-- Source document --
★ ★ ★ ★ ★

In a wider context, this paper represents another stepping stone in the history of the evidence-based practice of Critical Care Medicine over the past 40 years – particularly in regards to the therapy of sepsis and associated multisystem organ failure.  It is my observation that this history can be characterized by several generalizations: 1) initially promising therapies are ultimately proven to be disappointing; 2) less aggressive support measures are generally found to be superior to more aggressive strategies.  [More on this topic in an upcoming editorial]

Robert A. Raschke MD, Critical Care Journal Club Editor

 

Wilson KC and Schunemann HJ. An appraisal of the evidence underlying performance measures for community-acquired pneumonia. Am J Respir Crit Care Med 201;183:1454–62. (Click here for PDF version of abstract)

★ ★ ★ ★ ★

-- Tasks for this exercise --
• a. Can you reproduce the critical care commentary word for word, starting at "Wilson KC and" and ending at "version of abstract)"?
• b. What does the critical care commentary say, summed up in two sentences?
The records that come after the critical care commentary are separate material.

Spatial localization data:
★ ★ ★ ★ ★

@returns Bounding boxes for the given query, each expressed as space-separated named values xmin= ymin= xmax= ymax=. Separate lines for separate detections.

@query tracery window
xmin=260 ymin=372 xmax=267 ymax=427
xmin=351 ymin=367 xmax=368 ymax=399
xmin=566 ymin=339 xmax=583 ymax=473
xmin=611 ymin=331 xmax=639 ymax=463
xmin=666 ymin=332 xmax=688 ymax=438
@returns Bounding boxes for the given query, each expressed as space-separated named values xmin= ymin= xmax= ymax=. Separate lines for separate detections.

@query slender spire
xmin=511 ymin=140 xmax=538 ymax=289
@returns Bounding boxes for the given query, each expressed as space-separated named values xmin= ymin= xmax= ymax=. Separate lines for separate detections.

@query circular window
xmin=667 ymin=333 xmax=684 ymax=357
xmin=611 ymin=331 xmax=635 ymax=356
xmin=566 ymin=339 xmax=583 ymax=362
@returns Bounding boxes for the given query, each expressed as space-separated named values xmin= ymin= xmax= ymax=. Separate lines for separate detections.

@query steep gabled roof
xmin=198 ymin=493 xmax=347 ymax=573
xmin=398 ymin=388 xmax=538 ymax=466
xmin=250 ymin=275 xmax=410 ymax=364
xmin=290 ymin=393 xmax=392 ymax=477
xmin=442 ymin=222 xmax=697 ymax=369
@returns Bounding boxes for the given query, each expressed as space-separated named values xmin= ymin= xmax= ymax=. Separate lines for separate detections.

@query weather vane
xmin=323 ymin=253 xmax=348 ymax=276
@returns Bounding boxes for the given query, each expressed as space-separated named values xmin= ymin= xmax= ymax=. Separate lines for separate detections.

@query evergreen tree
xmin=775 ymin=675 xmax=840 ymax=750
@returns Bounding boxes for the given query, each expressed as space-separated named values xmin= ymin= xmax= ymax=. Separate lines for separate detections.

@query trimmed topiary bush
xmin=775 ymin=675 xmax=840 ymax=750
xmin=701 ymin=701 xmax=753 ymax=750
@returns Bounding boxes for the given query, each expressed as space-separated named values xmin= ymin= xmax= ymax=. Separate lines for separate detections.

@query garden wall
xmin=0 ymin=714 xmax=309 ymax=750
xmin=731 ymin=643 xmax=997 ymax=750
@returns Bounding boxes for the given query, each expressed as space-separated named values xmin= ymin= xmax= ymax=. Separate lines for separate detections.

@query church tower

★ ★ ★ ★ ★

-- Answers in order --
• a.
Wilson KC and Schunemann HJ. An appraisal of the evidence underlying performance measures for community-acquired pneumonia. Am J Respir Crit Care Med 201;183:1454–62. (Click here for PDF version of abstract)

• b. The commentary places the paper within the 40-year history of evidence-based Critical Care Medicine, particularly the therapy of sepsis and associated multisystem organ failure. It characterizes that history with two generalizations: initially promising therapies ultimately prove disappointing, and less aggressive support measures are generally found superior to more aggressive strategies.